**WORK INSTRUCTIONS**
Extract every line of the entries below and reproduce each one verbatim, with no changes.

>> Start THE INPUT

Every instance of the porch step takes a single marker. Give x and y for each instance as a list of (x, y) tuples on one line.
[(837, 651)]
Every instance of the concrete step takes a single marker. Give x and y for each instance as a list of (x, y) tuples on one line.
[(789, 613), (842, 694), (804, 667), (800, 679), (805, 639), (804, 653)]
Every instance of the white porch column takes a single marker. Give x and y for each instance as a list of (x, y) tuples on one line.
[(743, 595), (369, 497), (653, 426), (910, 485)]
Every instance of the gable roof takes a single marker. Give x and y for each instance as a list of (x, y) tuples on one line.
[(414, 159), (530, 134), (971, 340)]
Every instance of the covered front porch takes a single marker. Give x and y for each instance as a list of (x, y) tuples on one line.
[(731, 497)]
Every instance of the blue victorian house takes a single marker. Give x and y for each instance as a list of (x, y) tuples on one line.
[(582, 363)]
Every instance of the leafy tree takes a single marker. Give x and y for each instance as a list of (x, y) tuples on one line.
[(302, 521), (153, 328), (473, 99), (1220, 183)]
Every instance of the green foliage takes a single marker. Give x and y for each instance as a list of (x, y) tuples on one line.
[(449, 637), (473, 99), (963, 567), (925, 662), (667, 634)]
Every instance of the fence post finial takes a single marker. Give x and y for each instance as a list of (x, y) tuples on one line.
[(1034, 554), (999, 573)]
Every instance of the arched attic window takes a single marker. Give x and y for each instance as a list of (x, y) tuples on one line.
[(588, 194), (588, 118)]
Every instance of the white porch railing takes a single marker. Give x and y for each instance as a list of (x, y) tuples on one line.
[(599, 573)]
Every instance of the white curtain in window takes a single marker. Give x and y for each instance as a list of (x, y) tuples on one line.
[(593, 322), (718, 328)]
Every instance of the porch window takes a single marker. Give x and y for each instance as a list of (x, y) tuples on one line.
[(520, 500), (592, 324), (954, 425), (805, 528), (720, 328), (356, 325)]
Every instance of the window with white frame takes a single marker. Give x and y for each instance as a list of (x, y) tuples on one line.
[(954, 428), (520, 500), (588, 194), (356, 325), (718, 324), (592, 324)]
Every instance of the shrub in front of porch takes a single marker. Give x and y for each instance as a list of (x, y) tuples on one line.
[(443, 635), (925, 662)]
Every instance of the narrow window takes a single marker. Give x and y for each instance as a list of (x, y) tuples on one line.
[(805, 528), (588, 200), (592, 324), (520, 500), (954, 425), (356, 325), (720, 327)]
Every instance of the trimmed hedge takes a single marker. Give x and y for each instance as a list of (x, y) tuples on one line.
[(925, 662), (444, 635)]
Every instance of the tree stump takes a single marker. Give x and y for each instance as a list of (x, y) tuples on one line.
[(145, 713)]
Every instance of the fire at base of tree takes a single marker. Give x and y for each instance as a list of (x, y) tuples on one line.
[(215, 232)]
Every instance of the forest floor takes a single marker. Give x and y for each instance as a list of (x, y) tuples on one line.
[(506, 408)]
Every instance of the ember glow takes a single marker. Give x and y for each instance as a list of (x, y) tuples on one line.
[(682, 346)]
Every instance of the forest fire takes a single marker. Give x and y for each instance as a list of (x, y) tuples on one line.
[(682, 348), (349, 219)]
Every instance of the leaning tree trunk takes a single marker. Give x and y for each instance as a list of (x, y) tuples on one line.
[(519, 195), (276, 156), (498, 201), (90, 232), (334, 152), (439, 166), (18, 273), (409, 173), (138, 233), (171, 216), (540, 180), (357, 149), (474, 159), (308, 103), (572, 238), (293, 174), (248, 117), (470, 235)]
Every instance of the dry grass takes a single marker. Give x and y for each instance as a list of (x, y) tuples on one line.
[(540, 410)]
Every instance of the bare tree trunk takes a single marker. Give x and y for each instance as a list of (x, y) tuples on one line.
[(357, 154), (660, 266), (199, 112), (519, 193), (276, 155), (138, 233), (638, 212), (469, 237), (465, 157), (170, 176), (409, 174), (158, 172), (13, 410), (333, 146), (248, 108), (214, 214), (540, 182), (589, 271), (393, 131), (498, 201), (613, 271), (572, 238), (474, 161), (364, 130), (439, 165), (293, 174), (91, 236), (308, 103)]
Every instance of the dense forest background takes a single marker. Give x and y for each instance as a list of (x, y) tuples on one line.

>> End THE INPUT

**ANSWER TO THIS TASK**
Every instance of the porch step takes a single marker. Give x and y for each instance as a list of (x, y) tuples on one line.
[(837, 651)]
Every instance of the concrete step takes a single marker. Give x and y for each instance as a list of (x, y) tuples on one line.
[(789, 613), (842, 694), (804, 667), (800, 679), (805, 639), (804, 653)]
Every instance of the white porch column takes a single marker. Give x and y for each instance as a list of (x, y) tuples on one line.
[(743, 595), (369, 497), (653, 426), (910, 485)]
Every instance of the gable roof takes a single marker. Give x and y for each instance as a list of (x, y) tuples on one line.
[(414, 159), (530, 134), (971, 340)]
Every instance of the covered front porch takes a single marker. Give x and y for each instance as a list of (x, y) tuples on one line.
[(731, 497)]
Every instance of the blue victorian house takes a single marker. Give x and y for each instance as a list of (x, y) tuples on one line.
[(582, 363)]
Every instance of the leafy tree takes a single marker. Give x and y for each instance as a list of (x, y) tuples on one line.
[(302, 521), (153, 328), (473, 99), (1220, 183)]
Every instance of the green foliage takes a single marker. Give x and y for each instance as a list of (x, y) tuples on one line.
[(449, 637), (473, 99), (963, 567), (925, 662), (667, 634)]
Every instance of the fence post finial takes a single marker. Give x and y for each instance as a list of (x, y) tuples on one line.
[(1034, 554), (999, 573)]
Every instance of the arched attic window takes a single marker. Give x and y for each instance as a list of (x, y) tuples on one line.
[(588, 194), (588, 118)]
Every instance of the white porch railing takes a single marker. Give x and y for each instance as a list of (x, y) tuples on one line.
[(599, 573)]
Every instance of the white curtain in window takes a single marker. Give x and y for each instance as a list of (x, y) tuples on one line.
[(593, 322), (718, 328)]
Every instance of the porch window takes a single marker. Give x and y for each instance as a list of (x, y) tuples on one line.
[(520, 500), (592, 324), (954, 425), (805, 528), (720, 328), (356, 325)]
Every instance of the window with white frame takes a single marker. Give x and y for each instance as a list of (x, y) tuples on one line.
[(954, 428), (520, 500), (588, 194), (356, 325), (718, 324), (592, 324)]
Every instance of the shrub in front of porch takes a single marker. Give x and y for each instance as a list of (x, y) tuples on one line.
[(443, 635), (925, 662)]
Every instance of the narrow window takes a single marker. Give x and y for each instance as a list of (x, y) tuples on one line.
[(805, 528), (588, 200), (592, 324), (520, 500), (954, 425), (356, 325), (720, 327)]
Every instance of the trimmed hedge takes a single marker. Give x and y for each instance as a list of (x, y) tuples on one line.
[(925, 662), (444, 635)]
Every instance of the tree stump takes a single marker. Give x and y for each instance as a list of (x, y) tuples on one line.
[(145, 713)]
Every instance of the fire at base of tree takes a single marker. Give x and y for each instance as a list of (x, y) tuples on one line.
[(215, 232)]
Every instance of the forest floor takes a single marker. Give x and y for each instance as a list of (x, y) tuples on one line.
[(506, 408)]
Every instance of the ember glow takes a single marker. Give x and y for each instance as a list of (x, y) tuples on one line.
[(682, 346)]
Every instance of the forest fire takes a single marker. Give x and y for each instance as a list of (x, y) tuples on one line.
[(682, 348), (349, 219)]
Every instance of the leaning tree trunk takes a single marker. Give x and y for each instance as a list of (x, y) tuples on one line.
[(519, 195), (276, 156), (498, 201), (90, 232), (334, 152), (439, 166), (18, 273), (409, 173), (138, 233), (171, 216), (540, 180), (357, 149), (474, 159), (308, 103), (572, 238), (293, 174), (248, 117), (470, 235)]
Every instance of the dry grass takes a single marker. Give x and y for each instance as a list of (x, y) tuples on one line.
[(540, 410)]
Every instance of the bare tree trunk takes a single marker. Give x and y for each instance as a list of (x, y) tuples on one line.
[(357, 154), (660, 266), (199, 112), (519, 193), (276, 155), (138, 233), (638, 212), (469, 237), (465, 157), (170, 176), (409, 174), (158, 172), (13, 410), (333, 146), (248, 108), (214, 214), (540, 182), (589, 271), (393, 131), (498, 201), (613, 271), (572, 238), (474, 161), (364, 130), (439, 165), (293, 174), (91, 236), (308, 103)]
Every instance of the dense forest background takes a single marker. Give x and y for each instance as a list of (x, y) tuples on one line.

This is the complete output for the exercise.